**What you should do**
Please rewrite the entries with every "caudal fin" changed to "tail fin" and everything else left as it is, omitting the pictures.
════
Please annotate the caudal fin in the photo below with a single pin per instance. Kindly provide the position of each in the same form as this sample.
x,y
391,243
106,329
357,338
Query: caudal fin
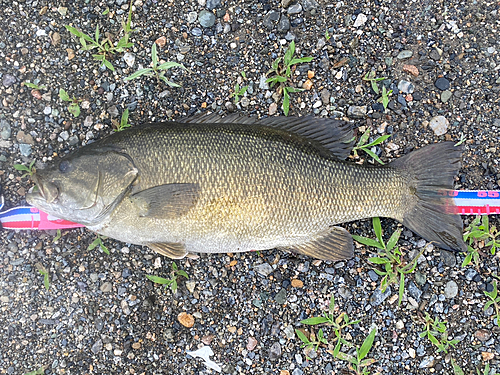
════
**Output for this task**
Please annotate the tail fin in the photo below with a single pin per instance. Kindly provide the position of each in the same form as this sample.
x,y
391,243
106,329
357,338
Query: tail fin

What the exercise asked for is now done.